Print the material below word for word, starting with the line that contains "Target: jeans" and stopping after the line that contains "180 110 L 180".
══ Data
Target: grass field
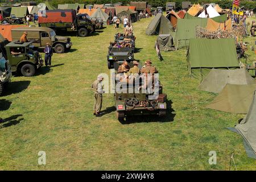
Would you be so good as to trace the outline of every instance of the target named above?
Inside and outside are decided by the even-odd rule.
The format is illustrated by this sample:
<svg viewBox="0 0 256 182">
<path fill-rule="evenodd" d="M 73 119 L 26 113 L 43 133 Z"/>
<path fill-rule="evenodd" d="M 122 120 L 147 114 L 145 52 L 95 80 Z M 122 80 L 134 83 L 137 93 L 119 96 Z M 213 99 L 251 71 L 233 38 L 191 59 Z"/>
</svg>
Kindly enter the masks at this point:
<svg viewBox="0 0 256 182">
<path fill-rule="evenodd" d="M 13 77 L 0 98 L 5 119 L 0 169 L 228 170 L 233 151 L 238 170 L 256 169 L 242 138 L 226 129 L 245 115 L 205 109 L 217 94 L 199 90 L 200 80 L 189 77 L 185 49 L 162 52 L 164 61 L 158 60 L 156 36 L 145 34 L 150 20 L 134 23 L 139 49 L 135 57 L 151 59 L 159 71 L 172 103 L 166 118 L 139 117 L 121 124 L 111 94 L 104 95 L 106 114 L 94 117 L 90 84 L 99 73 L 109 73 L 107 48 L 117 31 L 108 26 L 91 36 L 72 36 L 71 51 L 54 54 L 51 69 Z M 245 40 L 253 44 L 255 38 Z M 46 153 L 46 165 L 38 164 L 39 151 Z M 216 165 L 209 164 L 210 151 L 217 152 Z"/>
</svg>

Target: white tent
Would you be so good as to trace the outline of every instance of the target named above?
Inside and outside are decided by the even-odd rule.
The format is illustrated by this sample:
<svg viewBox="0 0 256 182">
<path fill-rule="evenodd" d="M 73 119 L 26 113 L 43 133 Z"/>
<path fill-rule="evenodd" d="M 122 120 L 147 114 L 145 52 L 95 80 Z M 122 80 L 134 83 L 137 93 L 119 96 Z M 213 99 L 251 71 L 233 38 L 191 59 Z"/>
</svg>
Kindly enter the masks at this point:
<svg viewBox="0 0 256 182">
<path fill-rule="evenodd" d="M 220 16 L 220 14 L 217 12 L 216 10 L 212 6 L 212 5 L 209 6 L 207 8 L 207 14 L 205 14 L 205 11 L 203 11 L 198 17 L 200 18 L 214 18 L 216 16 Z"/>
</svg>

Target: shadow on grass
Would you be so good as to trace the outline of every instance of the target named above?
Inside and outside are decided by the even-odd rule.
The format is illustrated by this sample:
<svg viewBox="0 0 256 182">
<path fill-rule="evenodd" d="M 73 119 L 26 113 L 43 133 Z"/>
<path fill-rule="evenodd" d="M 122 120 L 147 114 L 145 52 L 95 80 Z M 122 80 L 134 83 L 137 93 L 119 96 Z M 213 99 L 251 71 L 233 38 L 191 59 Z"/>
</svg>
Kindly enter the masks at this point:
<svg viewBox="0 0 256 182">
<path fill-rule="evenodd" d="M 172 107 L 172 102 L 168 100 L 166 102 L 167 109 L 166 115 L 163 117 L 159 117 L 157 115 L 136 115 L 134 117 L 128 117 L 125 121 L 119 121 L 120 123 L 123 125 L 129 125 L 135 123 L 142 122 L 167 122 L 174 121 L 176 114 L 173 113 L 175 110 Z"/>
<path fill-rule="evenodd" d="M 30 81 L 12 81 L 6 85 L 3 96 L 18 93 L 26 90 L 30 84 Z"/>
<path fill-rule="evenodd" d="M 22 116 L 22 114 L 16 114 L 0 121 L 0 129 L 19 124 L 20 121 L 24 120 L 23 118 L 17 119 L 21 116 Z"/>
<path fill-rule="evenodd" d="M 11 106 L 11 102 L 5 99 L 0 100 L 0 111 L 7 110 Z"/>
</svg>

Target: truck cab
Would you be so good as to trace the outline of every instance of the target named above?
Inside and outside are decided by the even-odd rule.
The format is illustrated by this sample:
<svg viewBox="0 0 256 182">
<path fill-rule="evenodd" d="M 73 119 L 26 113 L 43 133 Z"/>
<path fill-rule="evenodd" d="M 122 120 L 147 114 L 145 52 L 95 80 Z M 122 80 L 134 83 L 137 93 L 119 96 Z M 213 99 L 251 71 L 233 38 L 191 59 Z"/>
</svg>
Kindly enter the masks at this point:
<svg viewBox="0 0 256 182">
<path fill-rule="evenodd" d="M 34 51 L 32 42 L 12 42 L 6 46 L 6 55 L 12 72 L 20 72 L 24 76 L 32 76 L 43 65 L 41 55 Z"/>
<path fill-rule="evenodd" d="M 72 43 L 71 38 L 57 36 L 53 30 L 48 27 L 20 27 L 11 30 L 13 41 L 18 41 L 24 32 L 27 32 L 27 38 L 32 42 L 35 47 L 43 48 L 49 43 L 56 53 L 62 53 L 69 51 Z"/>
<path fill-rule="evenodd" d="M 11 72 L 9 62 L 2 53 L 0 53 L 0 95 L 3 92 L 5 85 L 11 81 Z"/>
</svg>

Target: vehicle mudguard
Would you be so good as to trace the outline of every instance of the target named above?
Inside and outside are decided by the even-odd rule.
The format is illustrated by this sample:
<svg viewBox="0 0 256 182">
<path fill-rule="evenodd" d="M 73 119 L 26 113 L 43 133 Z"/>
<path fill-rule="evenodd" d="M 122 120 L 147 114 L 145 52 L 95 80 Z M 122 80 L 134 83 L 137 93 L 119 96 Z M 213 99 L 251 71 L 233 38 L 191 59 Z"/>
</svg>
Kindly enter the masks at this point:
<svg viewBox="0 0 256 182">
<path fill-rule="evenodd" d="M 123 101 L 116 101 L 117 110 L 125 110 L 125 104 Z"/>
<path fill-rule="evenodd" d="M 158 102 L 158 108 L 159 109 L 166 109 L 166 102 Z"/>
</svg>

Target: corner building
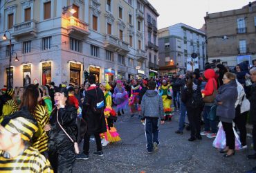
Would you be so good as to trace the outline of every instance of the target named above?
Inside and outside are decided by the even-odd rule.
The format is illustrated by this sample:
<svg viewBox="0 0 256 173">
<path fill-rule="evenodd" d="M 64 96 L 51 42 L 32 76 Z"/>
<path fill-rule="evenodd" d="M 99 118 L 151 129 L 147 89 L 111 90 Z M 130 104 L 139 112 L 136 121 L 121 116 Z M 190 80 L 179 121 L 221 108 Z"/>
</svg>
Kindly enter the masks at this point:
<svg viewBox="0 0 256 173">
<path fill-rule="evenodd" d="M 81 84 L 148 77 L 145 0 L 1 1 L 0 87 L 7 84 L 10 34 L 12 87 L 31 83 Z M 75 13 L 70 12 L 71 9 Z M 14 52 L 14 53 L 12 53 Z M 15 61 L 16 54 L 19 61 Z M 136 67 L 140 68 L 140 73 Z"/>
</svg>

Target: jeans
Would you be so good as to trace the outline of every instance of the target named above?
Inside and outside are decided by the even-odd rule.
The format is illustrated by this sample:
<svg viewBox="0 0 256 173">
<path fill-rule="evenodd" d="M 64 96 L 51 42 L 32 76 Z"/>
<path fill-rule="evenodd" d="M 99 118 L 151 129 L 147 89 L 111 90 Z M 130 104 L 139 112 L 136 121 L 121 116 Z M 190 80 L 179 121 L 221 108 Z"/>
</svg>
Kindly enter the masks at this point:
<svg viewBox="0 0 256 173">
<path fill-rule="evenodd" d="M 89 149 L 90 148 L 90 137 L 91 135 L 85 134 L 84 138 L 84 153 L 89 155 Z M 96 140 L 97 151 L 102 151 L 101 139 L 100 134 L 94 134 L 95 140 Z"/>
<path fill-rule="evenodd" d="M 174 105 L 175 108 L 180 108 L 180 91 L 174 91 L 172 94 L 174 100 Z"/>
<path fill-rule="evenodd" d="M 145 131 L 146 133 L 147 151 L 152 152 L 153 150 L 153 143 L 159 143 L 158 118 L 146 117 Z"/>
<path fill-rule="evenodd" d="M 180 110 L 180 118 L 179 120 L 179 131 L 183 131 L 184 129 L 184 123 L 185 123 L 185 116 L 186 115 L 186 106 L 185 103 L 183 103 L 181 100 L 181 110 Z"/>
<path fill-rule="evenodd" d="M 222 122 L 223 129 L 226 134 L 226 146 L 230 149 L 235 149 L 235 134 L 232 123 Z"/>
<path fill-rule="evenodd" d="M 211 131 L 212 133 L 216 134 L 217 132 L 217 121 L 210 120 L 208 118 L 207 118 L 211 107 L 212 106 L 204 106 L 203 107 L 204 131 Z"/>
</svg>

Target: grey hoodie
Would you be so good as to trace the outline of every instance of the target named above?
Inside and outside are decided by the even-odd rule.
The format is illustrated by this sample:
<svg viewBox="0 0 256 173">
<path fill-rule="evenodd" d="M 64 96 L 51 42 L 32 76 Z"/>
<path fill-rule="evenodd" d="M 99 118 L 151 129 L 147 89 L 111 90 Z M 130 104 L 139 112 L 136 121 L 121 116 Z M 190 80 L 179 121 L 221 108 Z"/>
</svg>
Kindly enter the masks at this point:
<svg viewBox="0 0 256 173">
<path fill-rule="evenodd" d="M 154 90 L 147 90 L 141 101 L 141 116 L 164 119 L 162 97 Z"/>
</svg>

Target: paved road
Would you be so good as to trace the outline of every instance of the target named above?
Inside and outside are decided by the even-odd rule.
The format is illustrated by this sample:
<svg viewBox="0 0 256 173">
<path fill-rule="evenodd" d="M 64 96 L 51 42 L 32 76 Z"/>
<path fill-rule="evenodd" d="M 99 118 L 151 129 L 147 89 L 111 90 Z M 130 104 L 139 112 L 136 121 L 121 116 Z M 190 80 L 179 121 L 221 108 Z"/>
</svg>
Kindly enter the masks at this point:
<svg viewBox="0 0 256 173">
<path fill-rule="evenodd" d="M 104 147 L 102 157 L 92 154 L 95 143 L 91 142 L 89 159 L 76 161 L 74 172 L 244 172 L 256 165 L 246 159 L 247 150 L 226 158 L 212 147 L 213 139 L 189 142 L 190 131 L 176 134 L 178 118 L 175 113 L 173 121 L 160 126 L 159 149 L 149 154 L 138 116 L 119 116 L 116 127 L 122 140 Z"/>
</svg>

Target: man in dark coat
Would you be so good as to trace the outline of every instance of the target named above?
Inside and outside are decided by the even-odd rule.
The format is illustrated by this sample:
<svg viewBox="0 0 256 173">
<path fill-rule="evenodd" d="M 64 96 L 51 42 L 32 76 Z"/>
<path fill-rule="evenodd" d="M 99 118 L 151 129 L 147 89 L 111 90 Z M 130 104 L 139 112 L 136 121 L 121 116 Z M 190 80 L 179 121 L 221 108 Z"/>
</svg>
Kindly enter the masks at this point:
<svg viewBox="0 0 256 173">
<path fill-rule="evenodd" d="M 248 155 L 248 158 L 251 159 L 256 159 L 256 67 L 250 70 L 250 78 L 253 84 L 250 89 L 250 93 L 249 96 L 250 100 L 250 120 L 253 124 L 253 149 L 255 154 Z M 254 167 L 256 171 L 256 167 Z"/>
<path fill-rule="evenodd" d="M 93 134 L 97 145 L 97 151 L 93 155 L 103 156 L 100 134 L 107 131 L 105 117 L 104 116 L 104 97 L 102 91 L 95 84 L 95 76 L 88 76 L 90 87 L 86 90 L 82 104 L 82 116 L 86 122 L 87 129 L 84 137 L 84 148 L 77 159 L 89 158 L 89 149 L 91 135 Z"/>
</svg>

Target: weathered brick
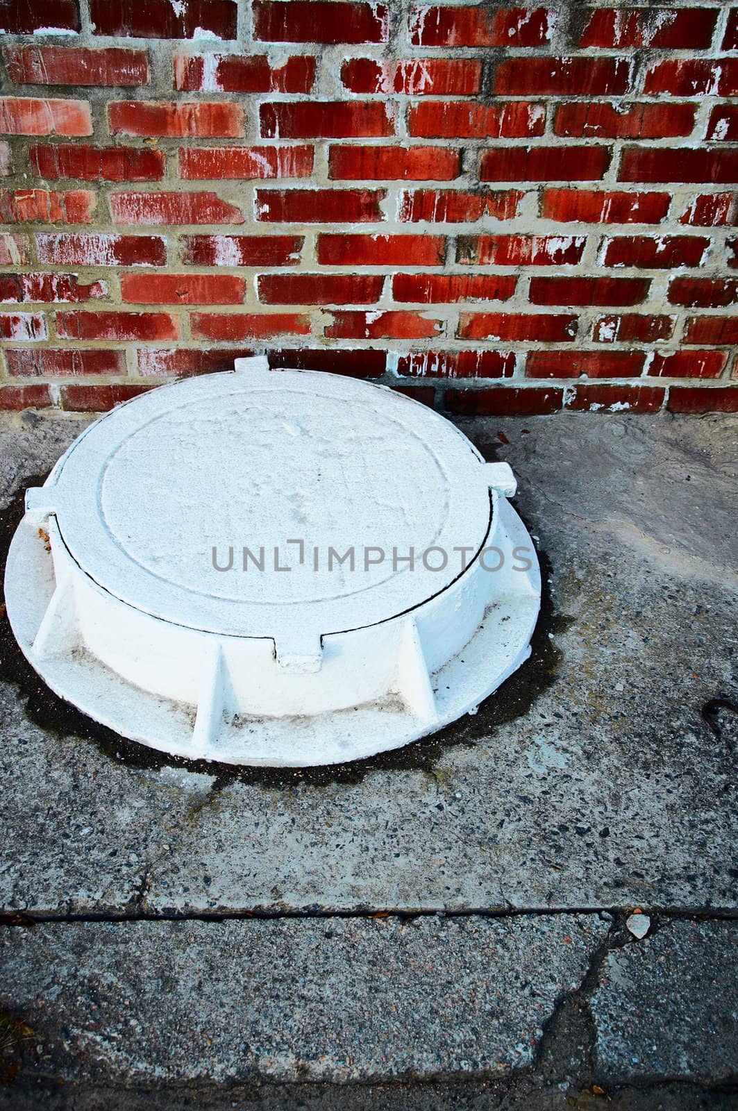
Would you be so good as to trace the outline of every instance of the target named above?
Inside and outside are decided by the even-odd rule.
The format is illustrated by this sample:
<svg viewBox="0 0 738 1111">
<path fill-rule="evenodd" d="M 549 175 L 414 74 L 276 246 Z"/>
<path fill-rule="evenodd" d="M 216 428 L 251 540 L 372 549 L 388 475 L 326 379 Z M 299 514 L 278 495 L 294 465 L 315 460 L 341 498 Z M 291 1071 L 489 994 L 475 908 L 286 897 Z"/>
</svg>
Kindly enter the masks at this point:
<svg viewBox="0 0 738 1111">
<path fill-rule="evenodd" d="M 646 299 L 648 278 L 531 278 L 532 304 L 639 304 Z"/>
<path fill-rule="evenodd" d="M 586 236 L 459 236 L 457 261 L 472 266 L 561 267 L 581 261 Z"/>
<path fill-rule="evenodd" d="M 90 106 L 83 100 L 0 97 L 0 132 L 10 136 L 89 136 L 92 134 Z"/>
<path fill-rule="evenodd" d="M 112 136 L 235 139 L 243 134 L 243 126 L 241 106 L 222 101 L 117 100 L 108 104 L 108 127 Z"/>
<path fill-rule="evenodd" d="M 160 150 L 133 147 L 73 147 L 71 143 L 31 144 L 31 169 L 39 178 L 81 181 L 160 181 L 164 156 Z"/>
<path fill-rule="evenodd" d="M 263 42 L 387 42 L 382 3 L 256 0 L 253 36 Z"/>
<path fill-rule="evenodd" d="M 283 101 L 259 109 L 266 139 L 361 139 L 395 134 L 393 109 L 379 100 Z"/>
<path fill-rule="evenodd" d="M 129 304 L 242 304 L 246 282 L 233 274 L 123 274 Z"/>
<path fill-rule="evenodd" d="M 310 318 L 297 312 L 193 312 L 190 321 L 193 338 L 203 340 L 310 334 Z"/>
<path fill-rule="evenodd" d="M 383 278 L 373 274 L 261 274 L 265 304 L 373 304 Z"/>
<path fill-rule="evenodd" d="M 450 181 L 461 169 L 448 147 L 331 147 L 330 177 L 371 181 Z"/>
<path fill-rule="evenodd" d="M 491 216 L 512 220 L 523 194 L 518 189 L 460 193 L 451 189 L 417 189 L 400 193 L 399 219 L 417 223 L 468 223 Z"/>
<path fill-rule="evenodd" d="M 608 147 L 498 147 L 482 154 L 479 179 L 594 181 L 605 174 L 610 158 Z"/>
<path fill-rule="evenodd" d="M 421 304 L 453 301 L 507 301 L 515 293 L 515 274 L 395 274 L 396 301 Z"/>
<path fill-rule="evenodd" d="M 39 262 L 61 267 L 162 267 L 167 261 L 160 236 L 41 233 L 36 237 L 36 250 Z"/>
<path fill-rule="evenodd" d="M 541 136 L 546 122 L 542 104 L 522 100 L 481 104 L 463 100 L 430 100 L 412 104 L 409 133 L 420 139 L 528 139 Z"/>
<path fill-rule="evenodd" d="M 288 58 L 270 66 L 266 54 L 174 54 L 180 92 L 310 92 L 316 59 Z"/>
<path fill-rule="evenodd" d="M 397 361 L 398 374 L 411 378 L 510 378 L 511 351 L 417 351 Z"/>
<path fill-rule="evenodd" d="M 57 334 L 66 340 L 176 340 L 177 319 L 168 312 L 57 313 Z"/>
<path fill-rule="evenodd" d="M 136 39 L 235 39 L 236 0 L 90 0 L 96 34 Z"/>
<path fill-rule="evenodd" d="M 545 189 L 541 216 L 561 223 L 658 223 L 670 200 L 669 193 Z"/>
<path fill-rule="evenodd" d="M 16 378 L 77 378 L 83 374 L 124 374 L 126 352 L 91 348 L 30 348 L 6 351 L 8 373 Z"/>
<path fill-rule="evenodd" d="M 349 340 L 420 340 L 431 339 L 442 330 L 442 321 L 417 312 L 335 312 L 326 336 Z"/>
<path fill-rule="evenodd" d="M 417 47 L 543 47 L 551 24 L 546 8 L 432 4 L 418 9 L 410 41 Z"/>
<path fill-rule="evenodd" d="M 461 58 L 416 58 L 411 61 L 349 58 L 341 67 L 341 81 L 351 92 L 466 97 L 481 88 L 481 62 Z"/>
<path fill-rule="evenodd" d="M 459 337 L 463 340 L 545 340 L 569 343 L 577 336 L 577 317 L 548 312 L 462 312 Z"/>
<path fill-rule="evenodd" d="M 618 236 L 605 241 L 606 267 L 698 267 L 710 246 L 702 236 Z"/>
<path fill-rule="evenodd" d="M 0 219 L 6 223 L 90 223 L 94 211 L 94 193 L 71 190 L 50 193 L 44 189 L 0 190 Z"/>
<path fill-rule="evenodd" d="M 634 378 L 645 361 L 642 351 L 529 351 L 526 378 Z"/>
<path fill-rule="evenodd" d="M 443 236 L 318 237 L 318 262 L 331 267 L 436 267 L 443 262 Z"/>
<path fill-rule="evenodd" d="M 257 220 L 270 223 L 375 223 L 383 189 L 257 189 Z"/>
<path fill-rule="evenodd" d="M 186 148 L 179 152 L 179 172 L 190 181 L 307 178 L 312 173 L 312 147 Z"/>
<path fill-rule="evenodd" d="M 217 193 L 111 193 L 114 223 L 243 223 L 243 213 Z"/>
<path fill-rule="evenodd" d="M 146 50 L 103 47 L 6 47 L 8 76 L 17 84 L 146 84 Z"/>
<path fill-rule="evenodd" d="M 182 261 L 196 267 L 290 267 L 301 236 L 184 236 Z"/>
<path fill-rule="evenodd" d="M 668 139 L 691 134 L 696 116 L 696 104 L 575 101 L 557 107 L 554 130 L 575 139 Z"/>
</svg>

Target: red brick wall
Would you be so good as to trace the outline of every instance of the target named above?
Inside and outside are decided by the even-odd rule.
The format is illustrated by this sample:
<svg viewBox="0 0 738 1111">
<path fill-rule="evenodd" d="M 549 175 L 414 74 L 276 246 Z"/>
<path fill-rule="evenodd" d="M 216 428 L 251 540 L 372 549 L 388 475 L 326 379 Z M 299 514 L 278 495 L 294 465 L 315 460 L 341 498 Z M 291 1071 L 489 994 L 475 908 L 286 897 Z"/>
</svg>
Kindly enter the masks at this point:
<svg viewBox="0 0 738 1111">
<path fill-rule="evenodd" d="M 738 8 L 0 0 L 0 406 L 737 408 Z"/>
</svg>

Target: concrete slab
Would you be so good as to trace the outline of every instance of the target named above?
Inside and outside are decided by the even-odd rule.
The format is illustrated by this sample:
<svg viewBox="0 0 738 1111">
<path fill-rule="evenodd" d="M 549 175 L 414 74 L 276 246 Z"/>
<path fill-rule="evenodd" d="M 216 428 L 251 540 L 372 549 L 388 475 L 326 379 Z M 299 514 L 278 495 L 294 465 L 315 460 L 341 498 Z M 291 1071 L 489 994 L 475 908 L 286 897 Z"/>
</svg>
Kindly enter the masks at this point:
<svg viewBox="0 0 738 1111">
<path fill-rule="evenodd" d="M 81 426 L 6 418 L 6 500 Z M 531 660 L 476 717 L 395 755 L 318 773 L 178 765 L 48 695 L 6 635 L 3 673 L 30 701 L 13 682 L 0 693 L 0 905 L 735 907 L 736 718 L 719 710 L 717 734 L 701 708 L 735 698 L 737 428 L 467 422 L 519 476 L 554 601 Z"/>
</svg>

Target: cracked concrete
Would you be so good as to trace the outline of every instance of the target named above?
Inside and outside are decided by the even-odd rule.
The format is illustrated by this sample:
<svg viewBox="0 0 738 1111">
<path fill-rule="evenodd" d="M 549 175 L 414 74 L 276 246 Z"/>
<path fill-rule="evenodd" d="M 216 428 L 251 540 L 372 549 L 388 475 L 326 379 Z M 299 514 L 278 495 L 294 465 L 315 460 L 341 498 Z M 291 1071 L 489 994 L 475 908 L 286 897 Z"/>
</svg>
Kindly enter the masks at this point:
<svg viewBox="0 0 738 1111">
<path fill-rule="evenodd" d="M 0 498 L 82 424 L 3 418 Z M 183 765 L 3 640 L 0 1008 L 36 1034 L 0 1107 L 737 1105 L 738 421 L 462 427 L 516 469 L 552 602 L 440 738 Z"/>
</svg>

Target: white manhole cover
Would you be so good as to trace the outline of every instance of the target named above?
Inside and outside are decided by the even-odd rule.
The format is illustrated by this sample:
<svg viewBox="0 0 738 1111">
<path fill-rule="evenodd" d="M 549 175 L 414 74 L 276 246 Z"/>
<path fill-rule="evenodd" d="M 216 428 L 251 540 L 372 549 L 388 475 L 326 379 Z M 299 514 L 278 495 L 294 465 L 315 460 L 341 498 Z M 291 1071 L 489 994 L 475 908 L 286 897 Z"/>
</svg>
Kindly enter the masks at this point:
<svg viewBox="0 0 738 1111">
<path fill-rule="evenodd" d="M 355 760 L 529 654 L 540 575 L 513 492 L 415 401 L 239 360 L 107 413 L 28 491 L 8 615 L 58 694 L 151 748 Z"/>
</svg>

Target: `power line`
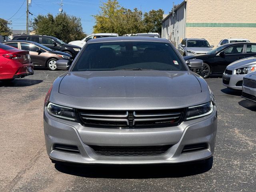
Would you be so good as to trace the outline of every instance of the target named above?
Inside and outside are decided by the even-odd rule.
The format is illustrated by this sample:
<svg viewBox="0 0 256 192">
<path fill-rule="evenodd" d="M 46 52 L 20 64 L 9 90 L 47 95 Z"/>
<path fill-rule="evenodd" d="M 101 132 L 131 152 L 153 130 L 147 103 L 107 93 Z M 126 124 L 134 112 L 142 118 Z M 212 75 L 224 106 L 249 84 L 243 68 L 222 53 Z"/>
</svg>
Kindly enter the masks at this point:
<svg viewBox="0 0 256 192">
<path fill-rule="evenodd" d="M 21 6 L 20 6 L 20 8 L 19 8 L 19 9 L 18 10 L 18 11 L 17 11 L 15 13 L 14 13 L 14 15 L 13 15 L 9 19 L 8 19 L 7 20 L 8 21 L 9 20 L 10 20 L 10 19 L 11 19 L 12 18 L 12 17 L 13 17 L 13 16 L 15 15 L 17 13 L 18 13 L 18 12 L 20 10 L 20 8 L 21 8 L 21 7 L 23 5 L 23 4 L 24 4 L 24 3 L 25 2 L 25 1 L 26 1 L 26 0 L 24 0 L 24 1 L 23 1 L 23 2 L 22 3 L 22 4 L 21 5 Z"/>
</svg>

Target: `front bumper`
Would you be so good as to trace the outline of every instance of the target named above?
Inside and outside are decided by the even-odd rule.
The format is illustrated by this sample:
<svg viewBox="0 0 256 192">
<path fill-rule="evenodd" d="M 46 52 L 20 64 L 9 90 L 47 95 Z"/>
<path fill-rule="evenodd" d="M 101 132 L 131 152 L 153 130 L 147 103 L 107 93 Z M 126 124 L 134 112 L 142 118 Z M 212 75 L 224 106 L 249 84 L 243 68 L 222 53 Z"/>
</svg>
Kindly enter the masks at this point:
<svg viewBox="0 0 256 192">
<path fill-rule="evenodd" d="M 232 74 L 223 73 L 222 84 L 224 86 L 238 90 L 242 90 L 243 78 L 246 74 L 237 74 L 234 68 L 229 68 L 232 71 Z"/>
<path fill-rule="evenodd" d="M 174 127 L 142 129 L 86 127 L 77 122 L 55 118 L 44 112 L 47 154 L 54 160 L 84 164 L 136 164 L 198 161 L 213 154 L 217 131 L 217 111 L 208 116 L 184 122 Z M 208 148 L 182 153 L 186 145 L 206 143 Z M 77 146 L 80 153 L 53 150 L 55 144 Z M 153 146 L 170 145 L 162 155 L 147 156 L 107 156 L 97 154 L 91 145 Z"/>
</svg>

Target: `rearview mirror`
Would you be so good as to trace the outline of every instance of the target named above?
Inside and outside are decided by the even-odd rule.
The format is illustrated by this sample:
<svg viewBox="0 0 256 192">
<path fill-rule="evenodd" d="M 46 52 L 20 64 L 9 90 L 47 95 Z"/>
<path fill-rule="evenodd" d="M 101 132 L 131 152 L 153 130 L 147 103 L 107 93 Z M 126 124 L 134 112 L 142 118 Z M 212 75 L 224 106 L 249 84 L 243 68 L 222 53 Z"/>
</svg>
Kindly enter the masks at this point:
<svg viewBox="0 0 256 192">
<path fill-rule="evenodd" d="M 200 59 L 190 59 L 187 61 L 188 66 L 190 69 L 200 69 L 203 66 L 203 62 Z"/>
<path fill-rule="evenodd" d="M 226 53 L 224 51 L 222 51 L 220 53 L 220 56 L 221 57 L 225 57 L 225 56 L 226 55 Z"/>
<path fill-rule="evenodd" d="M 68 60 L 58 60 L 56 62 L 56 66 L 58 69 L 67 70 L 70 67 L 70 62 Z"/>
<path fill-rule="evenodd" d="M 41 53 L 42 53 L 42 51 L 41 50 L 40 50 L 40 49 L 37 49 L 36 50 L 36 52 L 37 52 L 39 54 L 40 54 Z"/>
</svg>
════
Expected answer:
Target: jeans
Would you be so good as to trace the outline of every instance of the target named above?
Inside and outside are decided by the even-odd rule.
The format is illustrated by this sample:
<svg viewBox="0 0 256 173">
<path fill-rule="evenodd" d="M 64 96 L 51 42 L 32 76 Z"/>
<path fill-rule="evenodd" d="M 99 118 L 151 129 L 147 89 L 111 90 Z M 130 104 L 139 112 L 136 121 L 121 116 Z M 190 80 L 179 121 L 221 108 Z"/>
</svg>
Kindly enter the masks at this point:
<svg viewBox="0 0 256 173">
<path fill-rule="evenodd" d="M 89 149 L 90 148 L 90 137 L 91 135 L 85 134 L 84 138 L 84 153 L 89 155 Z M 96 140 L 97 151 L 102 151 L 101 139 L 100 134 L 94 134 L 95 140 Z"/>
<path fill-rule="evenodd" d="M 174 105 L 175 108 L 180 108 L 180 91 L 174 91 L 172 94 L 174 100 Z"/>
<path fill-rule="evenodd" d="M 145 131 L 146 133 L 147 151 L 152 152 L 153 150 L 153 143 L 159 143 L 158 118 L 146 117 Z"/>
<path fill-rule="evenodd" d="M 180 110 L 180 118 L 179 120 L 179 131 L 183 131 L 184 129 L 184 123 L 185 123 L 185 116 L 186 115 L 186 106 L 185 103 L 183 103 L 181 100 L 181 110 Z"/>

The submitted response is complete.